Natural-language object grounding data:
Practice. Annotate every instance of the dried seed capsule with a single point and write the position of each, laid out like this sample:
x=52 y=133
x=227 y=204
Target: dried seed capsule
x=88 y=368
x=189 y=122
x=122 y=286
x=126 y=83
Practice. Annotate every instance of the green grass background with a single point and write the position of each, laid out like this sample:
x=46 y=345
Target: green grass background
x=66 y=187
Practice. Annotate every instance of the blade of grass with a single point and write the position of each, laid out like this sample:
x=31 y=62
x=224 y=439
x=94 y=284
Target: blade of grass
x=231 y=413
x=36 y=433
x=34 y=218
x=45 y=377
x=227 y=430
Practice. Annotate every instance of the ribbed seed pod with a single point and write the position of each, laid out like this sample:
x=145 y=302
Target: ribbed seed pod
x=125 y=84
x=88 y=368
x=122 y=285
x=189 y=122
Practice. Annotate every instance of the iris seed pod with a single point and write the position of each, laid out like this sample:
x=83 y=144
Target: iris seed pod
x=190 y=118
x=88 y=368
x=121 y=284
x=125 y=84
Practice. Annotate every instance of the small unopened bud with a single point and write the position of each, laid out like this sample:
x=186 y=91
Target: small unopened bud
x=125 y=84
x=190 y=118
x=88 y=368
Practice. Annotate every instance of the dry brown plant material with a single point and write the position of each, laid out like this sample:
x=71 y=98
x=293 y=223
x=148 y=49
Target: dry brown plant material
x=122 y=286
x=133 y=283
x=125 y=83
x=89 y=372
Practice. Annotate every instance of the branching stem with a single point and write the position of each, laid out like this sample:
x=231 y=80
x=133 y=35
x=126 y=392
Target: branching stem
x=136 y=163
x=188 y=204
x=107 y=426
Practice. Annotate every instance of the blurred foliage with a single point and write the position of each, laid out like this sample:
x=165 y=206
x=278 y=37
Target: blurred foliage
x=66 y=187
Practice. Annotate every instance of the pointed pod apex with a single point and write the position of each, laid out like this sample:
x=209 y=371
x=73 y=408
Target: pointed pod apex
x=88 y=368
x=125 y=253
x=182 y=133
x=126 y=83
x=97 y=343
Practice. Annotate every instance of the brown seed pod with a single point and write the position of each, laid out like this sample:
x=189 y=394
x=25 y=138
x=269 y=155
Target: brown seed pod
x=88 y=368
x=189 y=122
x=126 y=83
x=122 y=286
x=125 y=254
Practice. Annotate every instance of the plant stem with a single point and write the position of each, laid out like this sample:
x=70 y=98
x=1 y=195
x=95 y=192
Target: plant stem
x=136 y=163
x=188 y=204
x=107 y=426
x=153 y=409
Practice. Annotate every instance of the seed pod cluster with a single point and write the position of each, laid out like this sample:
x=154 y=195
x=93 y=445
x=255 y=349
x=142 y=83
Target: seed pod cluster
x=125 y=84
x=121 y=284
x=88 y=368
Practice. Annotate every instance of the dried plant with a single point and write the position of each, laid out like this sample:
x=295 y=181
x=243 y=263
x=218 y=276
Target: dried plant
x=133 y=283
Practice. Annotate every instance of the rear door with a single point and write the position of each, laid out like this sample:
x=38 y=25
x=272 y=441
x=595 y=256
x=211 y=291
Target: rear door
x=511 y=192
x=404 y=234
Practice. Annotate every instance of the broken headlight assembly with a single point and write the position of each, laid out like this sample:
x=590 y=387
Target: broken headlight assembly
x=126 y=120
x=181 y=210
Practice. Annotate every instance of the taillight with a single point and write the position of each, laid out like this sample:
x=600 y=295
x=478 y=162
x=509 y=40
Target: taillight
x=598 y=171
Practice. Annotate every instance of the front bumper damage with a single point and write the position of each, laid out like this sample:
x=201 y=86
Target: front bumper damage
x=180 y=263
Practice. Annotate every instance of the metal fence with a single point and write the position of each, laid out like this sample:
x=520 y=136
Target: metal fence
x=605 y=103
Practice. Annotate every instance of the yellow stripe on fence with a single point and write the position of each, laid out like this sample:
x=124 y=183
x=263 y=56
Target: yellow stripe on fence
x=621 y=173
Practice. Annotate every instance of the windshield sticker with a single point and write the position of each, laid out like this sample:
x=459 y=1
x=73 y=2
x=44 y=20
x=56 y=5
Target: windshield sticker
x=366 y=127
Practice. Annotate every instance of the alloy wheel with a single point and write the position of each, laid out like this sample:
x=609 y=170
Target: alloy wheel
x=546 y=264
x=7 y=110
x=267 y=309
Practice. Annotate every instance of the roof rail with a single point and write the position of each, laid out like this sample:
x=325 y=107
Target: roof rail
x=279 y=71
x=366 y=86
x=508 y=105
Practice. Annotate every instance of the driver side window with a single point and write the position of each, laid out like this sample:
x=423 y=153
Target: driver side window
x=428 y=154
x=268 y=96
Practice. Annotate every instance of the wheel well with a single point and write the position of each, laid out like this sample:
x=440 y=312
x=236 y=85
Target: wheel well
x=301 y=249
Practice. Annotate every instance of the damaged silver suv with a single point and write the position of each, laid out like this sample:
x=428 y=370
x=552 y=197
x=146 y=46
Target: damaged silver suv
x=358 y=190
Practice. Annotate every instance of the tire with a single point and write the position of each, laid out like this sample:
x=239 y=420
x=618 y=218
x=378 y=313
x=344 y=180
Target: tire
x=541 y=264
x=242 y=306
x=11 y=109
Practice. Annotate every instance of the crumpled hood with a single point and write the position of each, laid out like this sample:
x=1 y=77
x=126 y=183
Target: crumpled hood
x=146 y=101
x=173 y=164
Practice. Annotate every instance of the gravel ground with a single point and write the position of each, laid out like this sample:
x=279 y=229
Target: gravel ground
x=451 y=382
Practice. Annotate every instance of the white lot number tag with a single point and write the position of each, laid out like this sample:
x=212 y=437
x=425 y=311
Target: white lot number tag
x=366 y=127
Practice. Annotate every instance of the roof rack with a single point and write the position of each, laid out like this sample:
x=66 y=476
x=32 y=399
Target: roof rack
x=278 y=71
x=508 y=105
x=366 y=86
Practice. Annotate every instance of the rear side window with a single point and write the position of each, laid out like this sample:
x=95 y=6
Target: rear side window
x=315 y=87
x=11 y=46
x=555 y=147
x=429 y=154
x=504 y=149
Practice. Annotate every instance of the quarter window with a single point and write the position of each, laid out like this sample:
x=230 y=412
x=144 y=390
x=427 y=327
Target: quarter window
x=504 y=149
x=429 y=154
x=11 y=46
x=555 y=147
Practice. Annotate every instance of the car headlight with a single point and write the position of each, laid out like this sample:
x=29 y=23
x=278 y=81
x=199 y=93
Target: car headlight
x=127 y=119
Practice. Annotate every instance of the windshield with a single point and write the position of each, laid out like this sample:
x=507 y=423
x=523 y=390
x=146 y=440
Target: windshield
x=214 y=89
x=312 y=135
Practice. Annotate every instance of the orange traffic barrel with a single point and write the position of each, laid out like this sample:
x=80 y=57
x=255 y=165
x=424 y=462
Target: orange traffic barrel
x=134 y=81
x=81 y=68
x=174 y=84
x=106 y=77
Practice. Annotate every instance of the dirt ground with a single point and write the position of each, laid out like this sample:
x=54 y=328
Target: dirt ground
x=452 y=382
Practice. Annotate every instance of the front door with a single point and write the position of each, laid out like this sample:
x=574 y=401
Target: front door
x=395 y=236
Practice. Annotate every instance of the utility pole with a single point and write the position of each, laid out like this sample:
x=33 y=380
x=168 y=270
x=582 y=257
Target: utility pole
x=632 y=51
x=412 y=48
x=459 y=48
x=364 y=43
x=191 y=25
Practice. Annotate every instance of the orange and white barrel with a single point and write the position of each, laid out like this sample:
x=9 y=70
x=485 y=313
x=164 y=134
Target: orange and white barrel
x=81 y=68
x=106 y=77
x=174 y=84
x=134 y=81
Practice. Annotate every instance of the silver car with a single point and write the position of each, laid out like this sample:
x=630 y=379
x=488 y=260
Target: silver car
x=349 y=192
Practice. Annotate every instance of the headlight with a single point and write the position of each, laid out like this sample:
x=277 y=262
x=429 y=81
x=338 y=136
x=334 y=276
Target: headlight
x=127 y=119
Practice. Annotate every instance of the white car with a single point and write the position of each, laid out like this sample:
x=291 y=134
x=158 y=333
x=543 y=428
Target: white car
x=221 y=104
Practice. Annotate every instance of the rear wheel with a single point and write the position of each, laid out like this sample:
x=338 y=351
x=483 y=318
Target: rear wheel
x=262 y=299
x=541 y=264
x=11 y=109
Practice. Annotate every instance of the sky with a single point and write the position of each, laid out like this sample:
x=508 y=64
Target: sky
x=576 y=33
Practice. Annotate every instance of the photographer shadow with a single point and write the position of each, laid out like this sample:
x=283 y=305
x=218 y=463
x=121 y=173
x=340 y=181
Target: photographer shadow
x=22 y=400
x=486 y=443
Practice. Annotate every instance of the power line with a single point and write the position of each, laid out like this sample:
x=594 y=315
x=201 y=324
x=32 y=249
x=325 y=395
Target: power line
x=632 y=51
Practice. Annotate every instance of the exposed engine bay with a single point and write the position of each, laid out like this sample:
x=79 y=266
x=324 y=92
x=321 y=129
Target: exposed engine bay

▶ ACTIVITY
From the data above, return every line from the line that has "Practice. Annotate every instance of the green" up to and including the line that has "Practice. Annotate every instance of the dry", exactly.

▶ RESPONSE BOX
Practice. Annotate every instance of the green grass background with a single point and write the position of each, laid out like this sample:
x=46 y=345
Target: green grass background
x=66 y=187
Practice. Annotate every instance of the blade of grass with a single point and write the position of each, laid out like this sample:
x=31 y=62
x=224 y=439
x=94 y=284
Target: blade of grass
x=231 y=413
x=36 y=433
x=34 y=218
x=45 y=377
x=227 y=430
Practice. Annotate every instance of the ribbed seed pod with a single point and write the position of each, laid out like this sample:
x=145 y=302
Target: ribbed seed pod
x=125 y=84
x=88 y=368
x=122 y=285
x=189 y=122
Practice. Annotate every instance of the iris seed pod with a single point and write the position of each, laid out like this sample:
x=83 y=144
Target: iris seed pod
x=190 y=118
x=88 y=368
x=121 y=284
x=125 y=84
Practice. Annotate every instance of the small unopened bud with a single point and write the position of each, laid out like this sample:
x=186 y=91
Target: small unopened bud
x=125 y=84
x=190 y=118
x=88 y=368
Practice. Annotate every instance of the dry brown plant material with a single point and write the position of each, laid out like this sample:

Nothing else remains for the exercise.